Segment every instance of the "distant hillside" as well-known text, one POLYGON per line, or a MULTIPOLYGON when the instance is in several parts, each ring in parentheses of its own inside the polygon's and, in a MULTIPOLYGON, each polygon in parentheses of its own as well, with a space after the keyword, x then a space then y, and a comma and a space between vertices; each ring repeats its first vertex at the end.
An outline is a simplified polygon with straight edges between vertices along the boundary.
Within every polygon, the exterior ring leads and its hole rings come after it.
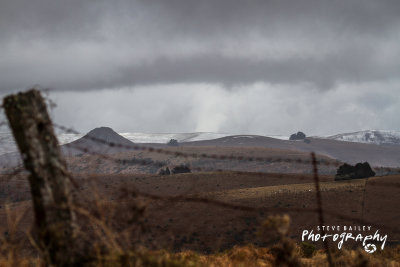
MULTIPOLYGON (((229 133, 212 133, 212 132, 192 132, 192 133, 140 133, 140 132, 121 132, 120 136, 125 137, 134 143, 145 144, 166 144, 169 140, 175 139, 179 143, 213 140, 225 136, 232 136, 229 133)), ((83 134, 59 133, 58 141, 61 145, 73 142, 83 137, 83 134)), ((269 137, 288 140, 288 136, 270 135, 269 137)), ((0 132, 0 155, 16 152, 17 147, 11 132, 0 132)))
POLYGON ((83 154, 84 149, 92 153, 108 154, 128 151, 129 149, 121 147, 110 147, 108 144, 96 141, 102 140, 106 143, 114 143, 122 146, 132 146, 133 142, 122 137, 109 127, 99 127, 91 130, 85 136, 71 143, 62 146, 63 153, 66 155, 83 154))
POLYGON ((369 143, 369 144, 395 144, 400 145, 400 131, 360 131, 343 133, 326 137, 331 140, 369 143))
MULTIPOLYGON (((83 134, 57 134, 58 142, 63 145, 81 138, 83 134)), ((11 132, 0 132, 0 155, 17 152, 17 145, 11 132)))
POLYGON ((279 140, 257 135, 228 136, 208 141, 187 142, 185 146, 268 147, 303 152, 314 151, 343 162, 355 164, 368 161, 373 166, 399 167, 400 146, 342 142, 331 139, 307 138, 304 141, 279 140))
POLYGON ((229 136, 224 133, 194 132, 194 133, 120 133, 121 136, 135 143, 160 143, 166 144, 169 140, 175 139, 178 142, 211 140, 229 136))
MULTIPOLYGON (((0 168, 15 166, 21 162, 20 156, 11 146, 11 135, 2 135, 2 143, 6 146, 0 154, 0 168)), ((213 153, 213 147, 259 147, 283 149, 286 151, 316 152, 350 164, 368 161, 372 166, 400 167, 400 132, 395 131, 363 131, 356 133, 340 134, 327 138, 309 137, 305 141, 289 141, 259 135, 233 135, 215 133, 182 133, 182 134, 146 134, 146 133, 121 133, 118 134, 108 127, 96 128, 85 136, 60 135, 60 143, 75 140, 62 145, 62 151, 66 156, 75 156, 84 153, 84 149, 92 153, 119 153, 129 149, 110 147, 106 144, 91 140, 94 137, 106 142, 132 146, 141 143, 152 147, 165 147, 170 139, 179 141, 183 147, 209 147, 208 153, 213 153), (61 137, 62 136, 62 137, 61 137), (88 138, 89 137, 89 138, 88 138), (78 139, 79 138, 79 139, 78 139), (77 139, 77 140, 76 140, 77 139), (348 141, 348 142, 343 142, 348 141)), ((1 152, 0 148, 0 152, 1 152)), ((240 149, 238 149, 238 152, 240 149)), ((288 154, 290 155, 290 153, 288 154)))
MULTIPOLYGON (((65 142, 68 140, 74 140, 77 137, 79 137, 79 135, 67 134, 63 135, 63 137, 64 137, 63 141, 65 142)), ((15 167, 22 163, 20 154, 17 152, 17 148, 15 146, 11 134, 7 140, 10 141, 9 139, 11 139, 12 142, 6 142, 8 146, 7 150, 5 150, 5 152, 9 153, 5 153, 2 155, 0 154, 0 171, 1 169, 15 167)), ((94 141, 94 139, 103 140, 107 143, 120 144, 124 146, 134 145, 133 142, 120 136, 113 129, 109 127, 99 127, 91 130, 86 135, 80 137, 75 141, 61 145, 61 150, 63 154, 66 156, 76 156, 84 154, 85 150, 93 154, 110 154, 110 153, 119 153, 129 150, 120 147, 110 147, 107 144, 96 142, 94 141)), ((62 144, 62 141, 60 142, 62 144)))
MULTIPOLYGON (((101 127, 107 128, 107 127, 101 127)), ((101 129, 97 128, 97 129, 101 129)), ((109 128, 111 129, 111 128, 109 128)), ((113 131, 114 132, 114 131, 113 131)), ((114 132, 115 133, 115 132, 114 132)), ((169 140, 175 139, 179 143, 194 142, 194 141, 207 141, 223 137, 234 136, 229 133, 212 133, 212 132, 193 132, 193 133, 139 133, 139 132, 122 132, 117 133, 126 140, 134 143, 145 144, 166 144, 169 140)), ((237 138, 258 136, 261 138, 273 138, 279 140, 289 140, 288 136, 283 135, 237 135, 237 138)), ((61 145, 73 142, 82 138, 82 134, 72 133, 59 133, 57 138, 61 145)), ((314 137, 318 139, 328 139, 336 141, 346 141, 354 143, 377 144, 377 145, 400 145, 400 131, 380 131, 380 130, 367 130, 353 133, 342 133, 328 137, 314 137)), ((0 155, 6 153, 16 152, 14 138, 10 132, 0 133, 0 155)))

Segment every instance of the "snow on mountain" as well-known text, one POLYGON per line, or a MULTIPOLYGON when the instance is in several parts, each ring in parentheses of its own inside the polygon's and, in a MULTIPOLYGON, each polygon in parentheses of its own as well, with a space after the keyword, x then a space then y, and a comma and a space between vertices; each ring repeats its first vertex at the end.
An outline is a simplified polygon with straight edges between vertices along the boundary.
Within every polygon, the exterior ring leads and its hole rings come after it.
MULTIPOLYGON (((175 139, 178 142, 193 142, 213 140, 226 136, 233 136, 232 133, 211 133, 211 132, 195 132, 195 133, 119 133, 121 136, 134 143, 159 143, 166 144, 169 140, 175 139)), ((238 137, 253 137, 254 135, 238 135, 238 137)), ((288 136, 282 135, 266 135, 267 137, 288 140, 288 136)))
POLYGON ((288 135, 266 135, 266 137, 271 137, 271 138, 275 138, 275 139, 279 139, 279 140, 289 140, 289 136, 288 135))
POLYGON ((98 127, 88 132, 82 138, 71 143, 65 144, 62 149, 67 155, 77 155, 82 153, 82 149, 87 149, 92 153, 108 154, 127 151, 127 147, 133 146, 134 143, 120 134, 116 133, 110 127, 98 127), (97 142, 102 140, 106 143, 119 144, 121 146, 110 147, 108 144, 97 142))
MULTIPOLYGON (((83 134, 59 134, 57 135, 58 141, 61 145, 70 143, 81 138, 83 134)), ((16 144, 14 142, 14 137, 11 132, 1 132, 0 133, 0 155, 6 153, 12 153, 17 151, 16 144)))
POLYGON ((338 141, 369 143, 377 145, 400 145, 400 131, 367 130, 353 133, 337 134, 325 138, 338 141))
MULTIPOLYGON (((191 142, 191 141, 203 141, 222 138, 226 136, 232 136, 233 134, 227 133, 211 133, 211 132, 195 132, 195 133, 134 133, 134 132, 123 132, 119 135, 134 143, 160 143, 166 144, 171 139, 176 139, 178 142, 191 142)), ((58 134, 58 140, 60 144, 67 144, 73 142, 84 136, 84 134, 58 134)), ((238 135, 238 137, 251 138, 253 135, 238 135)), ((288 136, 283 135, 266 135, 267 137, 288 140, 288 136)), ((343 133, 327 137, 318 137, 323 139, 331 139, 346 142, 357 142, 357 143, 372 143, 372 144, 397 144, 400 145, 400 131, 380 131, 380 130, 368 130, 353 133, 343 133)), ((15 152, 17 148, 15 146, 14 138, 10 132, 0 133, 0 155, 15 152)))
POLYGON ((169 140, 175 139, 178 142, 201 141, 217 139, 230 134, 221 133, 120 133, 126 139, 134 143, 160 143, 166 144, 169 140))
MULTIPOLYGON (((134 143, 159 143, 166 144, 171 139, 176 139, 178 142, 189 142, 189 141, 202 141, 217 139, 230 134, 222 133, 119 133, 122 137, 134 142, 134 143)), ((81 137, 84 134, 65 134, 61 133, 57 135, 58 141, 61 145, 71 143, 81 137)), ((14 142, 14 138, 10 132, 0 133, 0 155, 17 151, 17 147, 14 142)))
MULTIPOLYGON (((181 143, 181 142, 212 140, 233 135, 227 133, 211 133, 211 132, 194 132, 194 133, 123 132, 118 134, 134 143, 158 143, 158 144, 166 144, 171 139, 178 140, 178 142, 181 143)), ((61 145, 71 143, 83 136, 84 134, 71 134, 71 133, 57 134, 58 141, 60 142, 61 145)), ((243 135, 243 136, 248 136, 248 135, 243 135)), ((281 135, 269 135, 268 137, 288 140, 287 136, 281 136, 281 135)), ((15 151, 17 151, 17 148, 15 146, 12 134, 10 132, 0 133, 0 155, 15 151)))

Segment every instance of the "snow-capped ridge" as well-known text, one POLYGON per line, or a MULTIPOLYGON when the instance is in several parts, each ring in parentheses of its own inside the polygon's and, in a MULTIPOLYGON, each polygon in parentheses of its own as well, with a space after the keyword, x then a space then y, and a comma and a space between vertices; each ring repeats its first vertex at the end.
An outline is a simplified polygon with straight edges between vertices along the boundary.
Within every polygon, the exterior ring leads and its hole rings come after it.
POLYGON ((396 144, 400 145, 400 131, 365 130, 352 133, 343 133, 326 137, 326 139, 368 143, 368 144, 396 144))
MULTIPOLYGON (((113 143, 158 143, 166 144, 171 139, 177 140, 179 143, 213 140, 227 136, 236 136, 236 138, 253 138, 255 135, 235 135, 232 133, 213 133, 213 132, 192 132, 192 133, 140 133, 140 132, 122 132, 117 133, 109 127, 99 127, 88 132, 87 135, 103 139, 113 143), (128 140, 122 140, 128 139, 128 140)), ((59 133, 57 138, 61 145, 73 142, 83 137, 84 134, 59 133)), ((280 140, 288 140, 288 136, 283 135, 262 135, 280 140)), ((359 132, 350 132, 336 134, 327 137, 314 137, 321 139, 330 139, 337 141, 367 143, 367 144, 388 144, 400 145, 400 131, 387 130, 365 130, 359 132)), ((16 152, 17 148, 14 138, 10 132, 0 133, 0 155, 16 152)))
POLYGON ((195 132, 195 133, 120 133, 121 136, 134 143, 159 143, 166 144, 169 140, 175 139, 178 142, 202 141, 217 139, 230 134, 195 132))

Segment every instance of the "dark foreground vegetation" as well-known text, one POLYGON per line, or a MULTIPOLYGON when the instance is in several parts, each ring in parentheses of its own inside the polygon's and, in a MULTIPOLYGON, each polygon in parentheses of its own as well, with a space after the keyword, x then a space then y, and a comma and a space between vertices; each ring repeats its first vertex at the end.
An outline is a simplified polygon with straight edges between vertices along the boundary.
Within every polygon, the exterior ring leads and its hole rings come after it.
MULTIPOLYGON (((260 236, 274 238, 266 247, 252 244, 234 246, 220 252, 200 253, 193 250, 171 252, 136 246, 124 247, 121 233, 111 231, 110 218, 76 207, 84 215, 87 229, 77 236, 76 253, 79 258, 73 266, 329 266, 326 252, 310 243, 296 243, 288 238, 290 218, 270 216, 262 225, 260 236), (93 232, 88 229, 94 229, 93 232)), ((137 213, 137 215, 140 214, 137 213)), ((17 220, 22 214, 9 214, 10 231, 2 236, 0 266, 46 266, 46 259, 38 249, 32 232, 21 236, 16 232, 17 220)), ((34 234, 33 234, 34 235, 34 234)), ((334 266, 400 266, 400 246, 368 254, 360 249, 332 249, 334 266)), ((65 265, 68 266, 68 265, 65 265)))
POLYGON ((368 178, 375 174, 368 162, 357 163, 355 166, 344 163, 337 170, 335 180, 368 178))

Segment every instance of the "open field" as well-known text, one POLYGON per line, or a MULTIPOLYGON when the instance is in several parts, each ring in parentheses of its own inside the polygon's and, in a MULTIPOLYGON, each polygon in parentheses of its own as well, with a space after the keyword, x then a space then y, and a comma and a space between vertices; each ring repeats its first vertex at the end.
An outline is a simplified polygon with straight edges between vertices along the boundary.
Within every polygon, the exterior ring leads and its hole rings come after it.
MULTIPOLYGON (((146 248, 154 253, 161 249, 168 251, 159 255, 162 259, 183 257, 191 262, 195 257, 195 262, 201 261, 203 265, 213 261, 223 265, 221 262, 225 261, 226 266, 236 262, 237 253, 250 253, 253 256, 246 254, 241 264, 244 260, 246 266, 259 266, 263 261, 270 263, 263 263, 265 266, 272 266, 274 256, 269 248, 280 244, 282 236, 265 226, 266 220, 275 218, 270 216, 290 216, 286 237, 296 244, 296 251, 301 250, 304 230, 317 231, 320 223, 309 153, 243 146, 163 149, 168 153, 125 151, 67 157, 73 173, 74 209, 82 246, 136 252, 146 248), (176 152, 212 152, 215 158, 177 157, 176 152), (226 155, 283 160, 219 158, 226 155), (138 161, 145 164, 137 164, 138 161), (159 163, 162 168, 185 164, 193 173, 157 175, 159 163), (257 260, 252 261, 252 257, 257 260)), ((370 231, 363 233, 373 234, 379 229, 387 234, 386 250, 398 244, 400 176, 334 181, 335 160, 320 155, 317 158, 332 163, 318 166, 325 225, 371 226, 370 231)), ((32 244, 35 230, 27 176, 22 172, 0 178, 0 233, 4 240, 17 244, 19 255, 37 255, 32 244)), ((321 241, 310 243, 322 248, 321 241)), ((355 242, 347 242, 344 247, 362 249, 355 242)), ((343 255, 358 258, 353 252, 343 255)), ((309 264, 319 266, 324 256, 317 253, 315 257, 309 264)))
MULTIPOLYGON (((274 243, 276 240, 273 236, 260 235, 263 221, 271 214, 289 214, 289 236, 300 242, 303 230, 316 229, 319 225, 317 214, 310 212, 316 208, 312 179, 311 175, 304 174, 236 172, 170 176, 77 175, 74 180, 79 187, 74 190, 74 195, 77 202, 85 203, 89 210, 101 209, 101 212, 107 214, 107 221, 116 232, 127 227, 128 218, 134 214, 131 210, 133 204, 139 201, 140 205, 146 206, 142 218, 146 227, 140 233, 140 242, 148 248, 170 251, 190 249, 211 253, 235 245, 253 243, 263 246, 274 243), (158 196, 159 199, 141 193, 158 196), (135 196, 127 198, 130 194, 135 196), (180 197, 192 199, 184 201, 180 197), (221 207, 202 199, 260 209, 221 207), (112 219, 116 221, 112 222, 112 219)), ((24 181, 23 176, 9 181, 11 186, 19 186, 19 189, 14 190, 16 200, 29 198, 29 189, 24 181)), ((388 234, 390 242, 400 239, 400 199, 395 197, 399 190, 400 176, 340 182, 333 181, 331 176, 321 176, 321 181, 323 206, 328 213, 326 225, 363 225, 358 220, 365 220, 372 223, 372 229, 381 229, 388 234), (377 186, 378 183, 381 186, 377 186), (390 195, 393 197, 388 201, 385 196, 390 195), (329 212, 354 220, 337 218, 329 212)), ((0 220, 7 222, 5 205, 1 206, 0 220)), ((22 214, 26 210, 17 227, 20 236, 30 229, 30 206, 29 200, 12 202, 8 206, 11 214, 22 214)), ((5 233, 9 231, 8 228, 9 225, 2 223, 0 231, 5 233)))
MULTIPOLYGON (((295 161, 310 161, 310 153, 266 147, 212 147, 212 146, 179 146, 164 147, 163 151, 169 153, 157 153, 150 151, 128 151, 108 154, 101 157, 97 154, 78 154, 67 157, 70 170, 76 174, 97 173, 97 174, 156 174, 159 167, 152 163, 163 166, 186 164, 194 171, 200 169, 202 172, 216 170, 232 170, 246 172, 272 172, 272 173, 311 173, 310 164, 298 164, 295 161), (177 157, 174 153, 186 153, 196 155, 196 157, 177 157), (212 154, 216 158, 203 158, 202 154, 212 154), (264 159, 292 159, 291 163, 267 162, 267 161, 248 161, 248 160, 228 160, 220 159, 220 156, 233 156, 243 158, 264 158, 264 159), (127 160, 123 163, 123 160, 127 160), (136 162, 130 163, 129 160, 144 160, 148 164, 140 165, 136 162)), ((68 155, 68 154, 67 154, 68 155)), ((327 156, 318 155, 319 160, 336 163, 327 156)), ((322 174, 333 175, 336 172, 335 166, 319 166, 322 174)))

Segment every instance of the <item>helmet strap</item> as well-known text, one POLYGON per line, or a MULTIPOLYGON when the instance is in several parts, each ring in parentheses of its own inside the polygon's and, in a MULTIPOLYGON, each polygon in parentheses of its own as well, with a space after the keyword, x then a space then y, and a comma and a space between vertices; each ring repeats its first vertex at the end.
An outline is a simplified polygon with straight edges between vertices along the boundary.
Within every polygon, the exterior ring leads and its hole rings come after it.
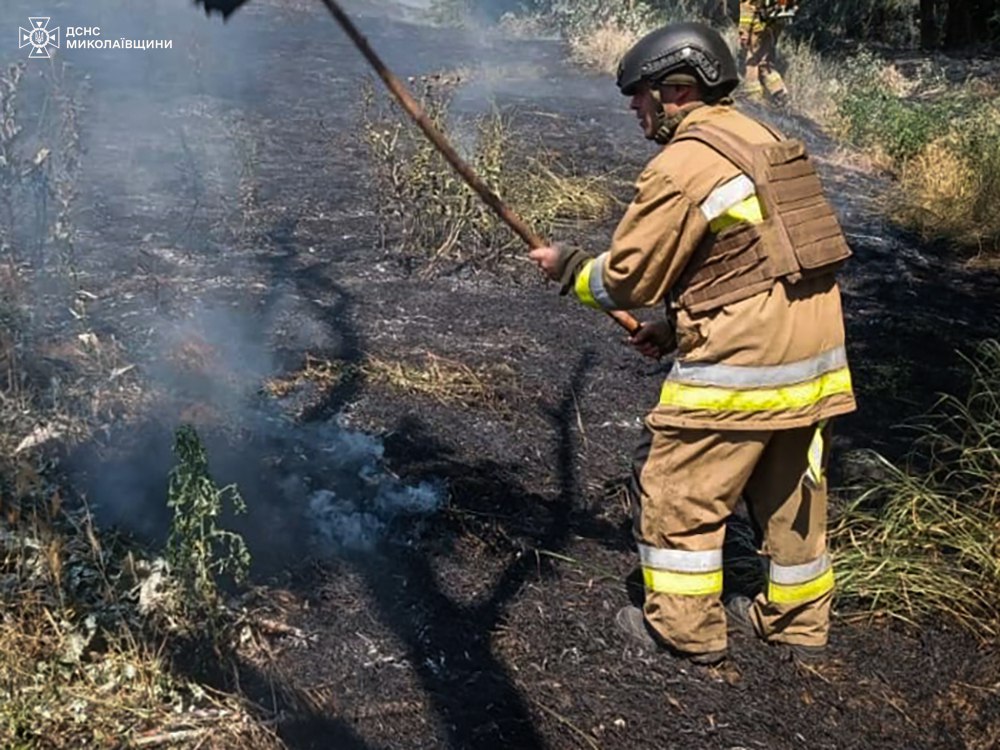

━━━━━━━━━━━━━━━━━━━━

• TO DO
Copy out each line of the data containing the string "snow".

• ANSWER BELOW
Segment every instance of the "snow on mountain" as well-known text, one POLYGON per line, or a MULTIPOLYGON when the instance is in several parts, each ring in parentheses of its own inside the polygon's and, in a MULTIPOLYGON, each polygon in parentheses of its own as well, with a space after the keyword, x then a space then y, and a comma and a space between vertices; each ring repeats its first vertex at the end.
Segment every instance of the "snow-capped ridge" as well-known text, one POLYGON per line, or a MULTIPOLYGON when the instance is in several parts, each ring in parentheses of its own inside the polygon's and, in a MULTIPOLYGON, each polygon in parentheses of its own as well, with a space after the keyword, x then a space then y, and a comma and a space between vertices; each ring repeats its first vertex at the end.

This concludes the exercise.